--- Start of Provided entries ---
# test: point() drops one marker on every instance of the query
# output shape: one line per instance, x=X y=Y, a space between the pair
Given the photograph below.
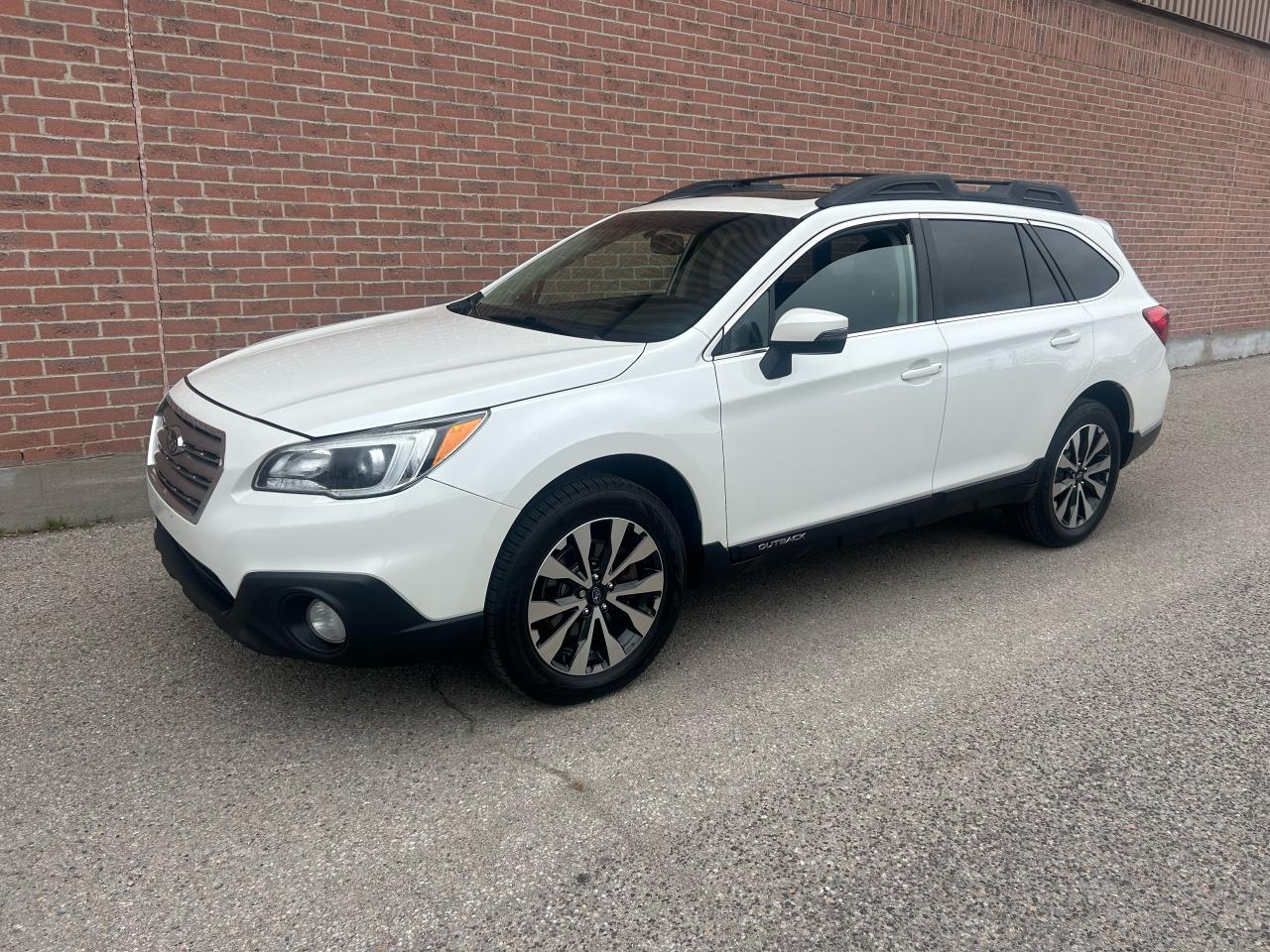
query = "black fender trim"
--- End of Provided entries ---
--- Start of Provided entries ---
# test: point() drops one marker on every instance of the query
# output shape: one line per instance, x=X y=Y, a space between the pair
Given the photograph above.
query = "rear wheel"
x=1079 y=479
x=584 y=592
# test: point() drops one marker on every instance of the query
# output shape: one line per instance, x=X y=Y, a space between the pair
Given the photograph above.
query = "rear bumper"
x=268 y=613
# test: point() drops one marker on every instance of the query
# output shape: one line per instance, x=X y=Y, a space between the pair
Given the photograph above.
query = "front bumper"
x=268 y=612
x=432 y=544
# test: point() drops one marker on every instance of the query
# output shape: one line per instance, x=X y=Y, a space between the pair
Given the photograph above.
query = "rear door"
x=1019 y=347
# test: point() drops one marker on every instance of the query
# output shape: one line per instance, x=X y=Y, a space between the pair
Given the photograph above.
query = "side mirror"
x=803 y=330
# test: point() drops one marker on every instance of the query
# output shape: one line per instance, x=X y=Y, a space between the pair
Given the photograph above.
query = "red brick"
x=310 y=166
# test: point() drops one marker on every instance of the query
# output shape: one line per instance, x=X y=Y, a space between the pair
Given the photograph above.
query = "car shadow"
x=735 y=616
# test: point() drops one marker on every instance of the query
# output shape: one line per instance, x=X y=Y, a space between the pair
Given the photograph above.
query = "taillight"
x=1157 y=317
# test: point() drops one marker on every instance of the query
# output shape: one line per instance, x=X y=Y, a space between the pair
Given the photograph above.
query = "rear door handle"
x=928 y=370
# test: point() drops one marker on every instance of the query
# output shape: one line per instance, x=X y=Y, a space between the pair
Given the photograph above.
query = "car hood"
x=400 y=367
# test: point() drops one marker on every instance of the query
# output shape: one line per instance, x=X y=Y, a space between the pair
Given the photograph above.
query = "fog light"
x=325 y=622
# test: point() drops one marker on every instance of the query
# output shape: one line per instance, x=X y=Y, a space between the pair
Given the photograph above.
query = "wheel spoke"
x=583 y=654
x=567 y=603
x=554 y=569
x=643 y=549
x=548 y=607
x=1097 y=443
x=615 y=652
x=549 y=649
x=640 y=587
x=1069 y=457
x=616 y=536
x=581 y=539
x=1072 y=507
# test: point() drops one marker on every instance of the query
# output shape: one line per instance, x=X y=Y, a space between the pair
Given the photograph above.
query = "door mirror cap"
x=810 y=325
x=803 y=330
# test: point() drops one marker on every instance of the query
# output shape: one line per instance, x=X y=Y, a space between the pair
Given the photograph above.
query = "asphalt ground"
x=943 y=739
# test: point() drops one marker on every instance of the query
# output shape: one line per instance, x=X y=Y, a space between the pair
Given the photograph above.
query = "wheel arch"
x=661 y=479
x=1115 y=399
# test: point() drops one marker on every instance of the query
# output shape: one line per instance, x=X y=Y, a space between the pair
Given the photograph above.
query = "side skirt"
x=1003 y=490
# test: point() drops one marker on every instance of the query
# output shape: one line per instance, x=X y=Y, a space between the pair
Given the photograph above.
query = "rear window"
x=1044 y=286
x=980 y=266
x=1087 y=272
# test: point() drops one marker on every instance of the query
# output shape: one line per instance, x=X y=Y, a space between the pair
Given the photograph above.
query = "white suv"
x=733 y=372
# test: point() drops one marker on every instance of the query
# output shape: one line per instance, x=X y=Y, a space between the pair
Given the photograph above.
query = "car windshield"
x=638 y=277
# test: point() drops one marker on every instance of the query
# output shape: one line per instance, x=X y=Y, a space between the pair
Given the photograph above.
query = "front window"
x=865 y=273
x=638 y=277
--- End of Provided entries ---
Task details »
Return every line of the items above that contains the string "door", treating uppercase and lowercase as different.

Written solution »
query = "rear door"
query = "rear door handle"
query = "door mirror cap"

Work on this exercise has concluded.